* _WHAT YOU NEED TO DO_
1 > In the text on taxonomy standards, which World Wide Web Consortium standard is SKOS based on?
2 > From the text on taxonomy standards, copy the part that opens with the words containing "SKOS is a recommendation" and closes with "(uniform resource identifiers).".

Different Kinds of Standard

With respect to standards, there exist two basic kinds: (1) standards for design, functionality, and a consistent user experience, and (2) standards for compatibility, interoperability, and machine-readability. For this reason, there are two separate sets of standards for taxonomies and other knowledge organization systems. Another way to think of it is that there are standards for each the front end (user interface and experience) and the back end (computer-readable code) of taxonomies, and they are somewhat independent yet still compatible with each other.

For taxonomies and thesauri, more has been written about the front-end design and best practice standards than the back-end interoperability standards. This is for several reasons. The design and best practices standards (ANSI/NISO Z39.19 and ISO 25964 and its predecessors ISO 2788 and ISO 5964), have been around longer. They are lengthier and more detailed than interoperability standards, and they apply to taxonomies and thesauri regardless of their digital or nondigital format. So, this article will focus instead on the back-end, interoperability standard, which is SKOS.

SKOS logo
SKOS Background

SKOS is a recommendation for "a common data model for sharing and linking knowledge organization systems via the Semantic Web". These knowledge organization systems include thesauri (as defined by the ANSI/NISO and ISO thesaurus standards), taxonomies, classification schemes, subject heading systems, and other controlled vocabularies. SKOS is based on RDF (Resource Description Framework), a World Wide Web Consortium (W3C) standard for description and exchange of graph data. RDF specifies that all statements consist of subject-predicate-object triples, and all resources have URIs (uniform resource identifiers).

* _SUPPLIED INFORMATION_
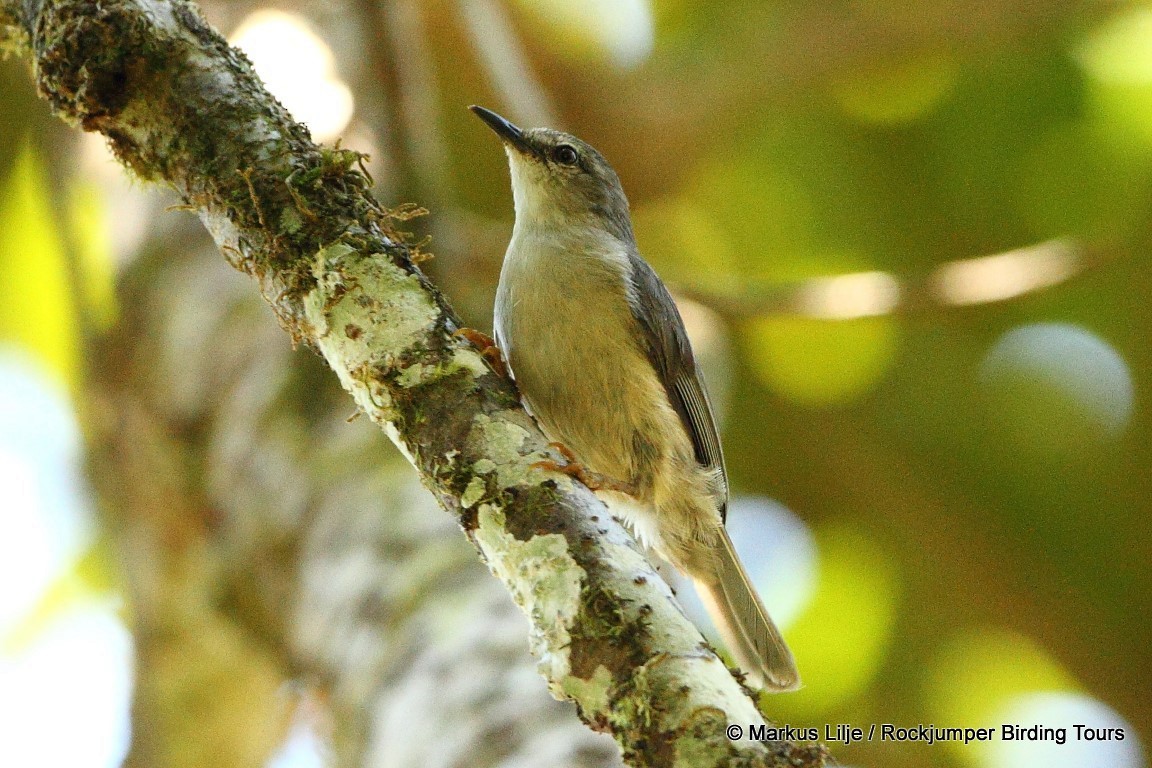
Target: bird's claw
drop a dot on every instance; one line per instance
(487, 347)
(574, 469)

* _OUTPUTS_
1 > RDF (Resource Description Framework)

2 >
SKOS is a recommendation for "a common data model for sharing and linking knowledge organization systems via the Semantic Web". These knowledge organization systems include thesauri (as defined by the ANSI/NISO and ISO thesaurus standards), taxonomies, classification schemes, subject heading systems, and other controlled vocabularies. SKOS is based on RDF (Resource Description Framework), a World Wide Web Consortium (W3C) standard for description and exchange of graph data. RDF specifies that all statements consist of subject-predicate-object triples, and all resources have URIs (uniform resource identifiers).